## WRITTEN TASK
Can you format every line of the records below as a JSON list of strings, one string per line, with blank lines skipped and the pictures left out?

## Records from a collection
------------------------

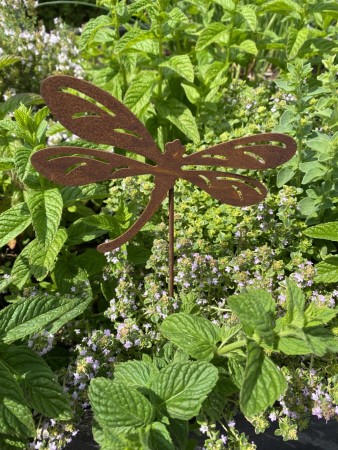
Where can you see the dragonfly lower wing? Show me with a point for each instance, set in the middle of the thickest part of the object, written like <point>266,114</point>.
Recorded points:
<point>229,188</point>
<point>158,195</point>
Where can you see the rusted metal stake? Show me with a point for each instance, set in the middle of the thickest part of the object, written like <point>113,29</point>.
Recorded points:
<point>171,242</point>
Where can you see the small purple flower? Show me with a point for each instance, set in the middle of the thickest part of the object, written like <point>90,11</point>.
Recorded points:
<point>273,417</point>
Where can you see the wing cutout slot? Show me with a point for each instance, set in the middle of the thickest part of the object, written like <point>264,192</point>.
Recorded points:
<point>81,114</point>
<point>76,155</point>
<point>76,93</point>
<point>255,156</point>
<point>124,131</point>
<point>74,167</point>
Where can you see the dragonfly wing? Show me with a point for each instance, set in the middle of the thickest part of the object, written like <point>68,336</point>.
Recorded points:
<point>93,114</point>
<point>74,166</point>
<point>259,151</point>
<point>160,190</point>
<point>229,188</point>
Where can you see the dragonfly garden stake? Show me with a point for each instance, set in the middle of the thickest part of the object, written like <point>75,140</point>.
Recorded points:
<point>92,114</point>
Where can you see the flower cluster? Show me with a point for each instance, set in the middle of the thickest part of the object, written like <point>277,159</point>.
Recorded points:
<point>42,53</point>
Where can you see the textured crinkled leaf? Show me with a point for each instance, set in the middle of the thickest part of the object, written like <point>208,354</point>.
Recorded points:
<point>195,335</point>
<point>295,303</point>
<point>256,312</point>
<point>304,341</point>
<point>322,314</point>
<point>106,439</point>
<point>216,32</point>
<point>15,416</point>
<point>91,28</point>
<point>135,373</point>
<point>118,406</point>
<point>281,6</point>
<point>6,163</point>
<point>79,232</point>
<point>68,275</point>
<point>179,115</point>
<point>14,102</point>
<point>179,431</point>
<point>21,269</point>
<point>44,393</point>
<point>249,15</point>
<point>328,230</point>
<point>13,222</point>
<point>248,46</point>
<point>284,175</point>
<point>182,65</point>
<point>263,382</point>
<point>24,168</point>
<point>46,209</point>
<point>31,315</point>
<point>191,92</point>
<point>137,97</point>
<point>42,260</point>
<point>141,40</point>
<point>181,388</point>
<point>72,194</point>
<point>159,437</point>
<point>327,270</point>
<point>296,40</point>
<point>10,443</point>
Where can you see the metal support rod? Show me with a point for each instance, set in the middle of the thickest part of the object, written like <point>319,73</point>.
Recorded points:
<point>171,242</point>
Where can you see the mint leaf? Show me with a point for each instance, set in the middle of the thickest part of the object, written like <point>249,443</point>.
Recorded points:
<point>295,303</point>
<point>315,314</point>
<point>13,222</point>
<point>135,373</point>
<point>42,260</point>
<point>46,209</point>
<point>195,335</point>
<point>256,312</point>
<point>216,32</point>
<point>182,65</point>
<point>180,116</point>
<point>181,388</point>
<point>263,382</point>
<point>31,315</point>
<point>44,393</point>
<point>327,270</point>
<point>118,406</point>
<point>328,230</point>
<point>15,416</point>
<point>138,95</point>
<point>159,437</point>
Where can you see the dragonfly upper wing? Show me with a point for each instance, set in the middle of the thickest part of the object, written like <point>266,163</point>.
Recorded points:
<point>259,151</point>
<point>74,166</point>
<point>93,114</point>
<point>229,188</point>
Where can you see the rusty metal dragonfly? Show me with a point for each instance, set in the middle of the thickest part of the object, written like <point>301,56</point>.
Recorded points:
<point>92,114</point>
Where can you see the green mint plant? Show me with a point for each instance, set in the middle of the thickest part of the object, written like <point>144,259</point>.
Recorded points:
<point>27,382</point>
<point>236,360</point>
<point>327,270</point>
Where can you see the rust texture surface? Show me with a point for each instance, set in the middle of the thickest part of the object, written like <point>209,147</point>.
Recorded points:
<point>92,114</point>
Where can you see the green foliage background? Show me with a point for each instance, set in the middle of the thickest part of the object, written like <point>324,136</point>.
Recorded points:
<point>254,304</point>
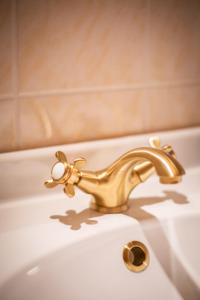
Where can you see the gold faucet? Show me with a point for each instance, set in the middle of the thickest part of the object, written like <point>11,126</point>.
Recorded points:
<point>112,186</point>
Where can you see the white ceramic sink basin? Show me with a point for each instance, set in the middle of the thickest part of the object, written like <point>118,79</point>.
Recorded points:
<point>53,247</point>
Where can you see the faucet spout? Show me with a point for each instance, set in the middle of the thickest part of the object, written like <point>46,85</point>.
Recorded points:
<point>111,187</point>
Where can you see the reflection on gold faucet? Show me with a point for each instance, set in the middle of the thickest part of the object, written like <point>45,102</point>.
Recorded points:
<point>112,186</point>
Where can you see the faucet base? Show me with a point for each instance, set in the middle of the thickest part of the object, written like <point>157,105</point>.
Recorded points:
<point>108,210</point>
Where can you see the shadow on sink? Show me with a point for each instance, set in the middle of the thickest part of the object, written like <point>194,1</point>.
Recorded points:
<point>155,235</point>
<point>74,219</point>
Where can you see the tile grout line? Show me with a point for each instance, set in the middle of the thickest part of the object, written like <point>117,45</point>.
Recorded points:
<point>146,105</point>
<point>15,84</point>
<point>101,89</point>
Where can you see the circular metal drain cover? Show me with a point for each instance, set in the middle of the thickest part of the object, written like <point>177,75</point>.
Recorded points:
<point>136,256</point>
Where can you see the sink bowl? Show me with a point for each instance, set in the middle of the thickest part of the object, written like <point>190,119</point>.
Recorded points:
<point>53,247</point>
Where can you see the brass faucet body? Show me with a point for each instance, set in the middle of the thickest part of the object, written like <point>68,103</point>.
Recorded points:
<point>110,188</point>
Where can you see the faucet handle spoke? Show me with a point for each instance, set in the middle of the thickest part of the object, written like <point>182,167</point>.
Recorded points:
<point>79,163</point>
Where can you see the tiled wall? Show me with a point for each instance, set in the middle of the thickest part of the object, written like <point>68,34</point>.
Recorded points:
<point>73,70</point>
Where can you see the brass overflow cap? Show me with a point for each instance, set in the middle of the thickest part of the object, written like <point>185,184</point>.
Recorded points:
<point>136,256</point>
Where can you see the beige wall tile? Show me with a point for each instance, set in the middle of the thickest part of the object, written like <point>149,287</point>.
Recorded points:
<point>173,108</point>
<point>8,137</point>
<point>174,47</point>
<point>66,119</point>
<point>5,48</point>
<point>77,44</point>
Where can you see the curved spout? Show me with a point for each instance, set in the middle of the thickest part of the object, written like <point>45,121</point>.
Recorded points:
<point>167,167</point>
<point>111,187</point>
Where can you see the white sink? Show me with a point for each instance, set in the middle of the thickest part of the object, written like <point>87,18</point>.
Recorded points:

------------------------

## IN RESPONSE
[
  "Where can you see the dragonfly lower wing? Show me with a point for each instance, set in the middle of the thickest part of the object, written like <point>266,114</point>.",
  "Recorded points:",
  "<point>229,188</point>",
  "<point>158,195</point>",
  "Where can you see the rusted metal stake? Show me with a point for each instance, set in the middle of the thickest part of the object, written like <point>113,29</point>.",
  "Recorded points:",
  "<point>171,242</point>",
  "Where can you see the small purple flower? Show me with a point for each instance, set in the middle of the thickest part of the object, written like <point>90,11</point>.",
  "Recorded points:",
  "<point>273,417</point>",
  "Where can you see the wing cutout slot? Show me with a point for each instance, set in the middle of the thickest part of the object, written like <point>264,192</point>.",
  "Recorded points:",
  "<point>81,114</point>",
  "<point>76,155</point>",
  "<point>76,93</point>",
  "<point>255,156</point>",
  "<point>124,131</point>",
  "<point>74,167</point>",
  "Where can you see the dragonfly wing? Show me with a point for each instance, set in the middle of the thickest part of the object, written like <point>68,336</point>.",
  "Recorded points:",
  "<point>93,114</point>",
  "<point>74,166</point>",
  "<point>259,151</point>",
  "<point>160,190</point>",
  "<point>229,188</point>",
  "Where can you see the dragonfly garden stake? Show me with a point for each instance, set in the middle of the thickest part of the object, written like <point>75,140</point>.",
  "Recorded points:",
  "<point>92,114</point>",
  "Where can you see the flower cluster? Show me with a point for each instance, set in the middle of the thickest part of the object, written like <point>277,159</point>.",
  "Recorded points:",
  "<point>42,53</point>",
  "Where can you see the textured crinkled leaf? Show me with a point for each instance, set in the middle of the thickest part of the object, written like <point>208,354</point>.",
  "Recorded points:",
  "<point>195,335</point>",
  "<point>295,303</point>",
  "<point>256,312</point>",
  "<point>304,341</point>",
  "<point>322,314</point>",
  "<point>106,439</point>",
  "<point>216,32</point>",
  "<point>15,416</point>",
  "<point>91,28</point>",
  "<point>135,373</point>",
  "<point>118,406</point>",
  "<point>281,6</point>",
  "<point>6,163</point>",
  "<point>79,232</point>",
  "<point>68,275</point>",
  "<point>179,115</point>",
  "<point>14,102</point>",
  "<point>179,431</point>",
  "<point>21,269</point>",
  "<point>44,393</point>",
  "<point>249,15</point>",
  "<point>328,230</point>",
  "<point>13,222</point>",
  "<point>248,46</point>",
  "<point>284,175</point>",
  "<point>182,65</point>",
  "<point>263,382</point>",
  "<point>24,168</point>",
  "<point>46,209</point>",
  "<point>31,315</point>",
  "<point>191,92</point>",
  "<point>137,97</point>",
  "<point>42,260</point>",
  "<point>141,40</point>",
  "<point>181,388</point>",
  "<point>72,194</point>",
  "<point>159,437</point>",
  "<point>327,270</point>",
  "<point>296,40</point>",
  "<point>10,443</point>",
  "Where can you see the metal support rod? Show me with a point for each instance, set in the middle of the thickest part of the object, written like <point>319,73</point>.",
  "Recorded points:",
  "<point>171,242</point>",
  "Where can you see the mint leaf? Show me with a point for each instance, set in the middle of the thickest part of the object, written like <point>249,443</point>.",
  "Recorded points:",
  "<point>295,303</point>",
  "<point>315,314</point>",
  "<point>13,222</point>",
  "<point>135,373</point>",
  "<point>42,260</point>",
  "<point>46,209</point>",
  "<point>195,335</point>",
  "<point>256,312</point>",
  "<point>216,32</point>",
  "<point>182,65</point>",
  "<point>180,116</point>",
  "<point>181,388</point>",
  "<point>263,382</point>",
  "<point>31,315</point>",
  "<point>44,393</point>",
  "<point>327,270</point>",
  "<point>118,406</point>",
  "<point>328,230</point>",
  "<point>15,416</point>",
  "<point>138,95</point>",
  "<point>159,437</point>",
  "Where can you see the dragonfly upper wing? Show me with a point for each instance, set in the middle of the thickest part of the object, written like <point>266,163</point>.",
  "Recorded points:",
  "<point>259,151</point>",
  "<point>74,166</point>",
  "<point>93,114</point>",
  "<point>229,188</point>",
  "Where can you see the rusty metal dragonfly? Show me with a point for each instance, set in the middle of the thickest part of the object, written like <point>301,56</point>.",
  "Recorded points:",
  "<point>92,114</point>",
  "Where can you see the green mint plant? Show me with a point for each instance, set in the middle of the thickest part of the object, written like <point>144,259</point>.",
  "Recorded points:",
  "<point>27,382</point>",
  "<point>236,360</point>",
  "<point>327,270</point>",
  "Where can you see the rust texture surface? Show me with a point for each instance, set in the middle of the thickest part of the object, written like <point>209,147</point>.",
  "Recorded points:",
  "<point>92,114</point>",
  "Where can you see the green foliage background? Show me with a point for each instance, set in the middle of the thickest part of the object, written like <point>324,136</point>.",
  "Recorded points:",
  "<point>254,304</point>",
  "Where can you see the gold faucet? Show me with a point for each instance, set in the middle of the thickest part of the object, written like <point>11,126</point>.",
  "Recorded points:",
  "<point>112,186</point>",
  "Where can you see the white ceramic sink basin? Show me with a point for each instance, set in the middle of the thickest part of the object, written like <point>118,79</point>.",
  "Recorded points:",
  "<point>53,247</point>",
  "Where can you see the faucet spout? Show me with a point for each instance, set in the middle of the thickest part of the object, written like <point>46,85</point>.",
  "Recorded points:",
  "<point>111,187</point>",
  "Where can you see the reflection on gold faucet? Show me with a point for each instance, set in the middle of the thickest part of the object, written like <point>45,102</point>.",
  "Recorded points:",
  "<point>112,186</point>",
  "Where can you see the faucet base? Show me with a point for each instance, set in the middle of the thickest part of the object, written like <point>157,105</point>.",
  "Recorded points:",
  "<point>108,210</point>",
  "Where can you see the shadow on sink? Show me with a point for each instance, set in the middle of the thickest part of the object, written like <point>194,1</point>.",
  "Recorded points:",
  "<point>155,235</point>",
  "<point>74,219</point>",
  "Where can you see the tile grout line? Show me with a point for each instance, set in the middle of the thickest part of the object, written like <point>117,45</point>.",
  "Recorded points:",
  "<point>146,105</point>",
  "<point>15,84</point>",
  "<point>101,89</point>",
  "Where can you see the circular metal drain cover? Show me with a point for each instance, set in the middle of the thickest part of the object, written like <point>177,75</point>.",
  "Recorded points:",
  "<point>136,256</point>",
  "Where can you see the sink bowl? Show me with a point for each instance, set in the middle of the thickest part of the object, written like <point>190,119</point>.",
  "Recorded points:",
  "<point>53,247</point>",
  "Where can you see the brass faucet body? Show me with a point for each instance, set in the middle of the thickest part of the object, written like <point>68,103</point>.",
  "Recorded points:",
  "<point>110,188</point>",
  "Where can you see the faucet handle spoke? Show me with a point for each instance, set in the middle of the thickest part of the object, written like <point>182,167</point>.",
  "Recorded points:",
  "<point>79,163</point>",
  "Where can you see the tiled wall? Show me with a point for each instance, set in the middle of the thickest part of the object, written like <point>68,34</point>.",
  "Recorded points:",
  "<point>73,70</point>",
  "Where can you see the brass overflow cap? Show me with a point for each instance, set in the middle of the thickest part of the object, written like <point>185,184</point>.",
  "Recorded points:",
  "<point>136,256</point>",
  "Where can you see the beige wall tile? Show me with a point for each instance, set in the middle of the thickest part of the object, written like <point>149,287</point>.",
  "Recorded points:",
  "<point>173,108</point>",
  "<point>8,137</point>",
  "<point>174,47</point>",
  "<point>66,119</point>",
  "<point>5,48</point>",
  "<point>77,44</point>",
  "Where can you see the curved spout? Show me with a point for each instance, set in the middle of the thickest part of the object, written like <point>45,121</point>.",
  "Recorded points:",
  "<point>167,167</point>",
  "<point>111,187</point>",
  "Where can you see the white sink? Show me with a point for each instance, set in the middle of the thickest part of the object, written like <point>87,18</point>.",
  "Recorded points:"
]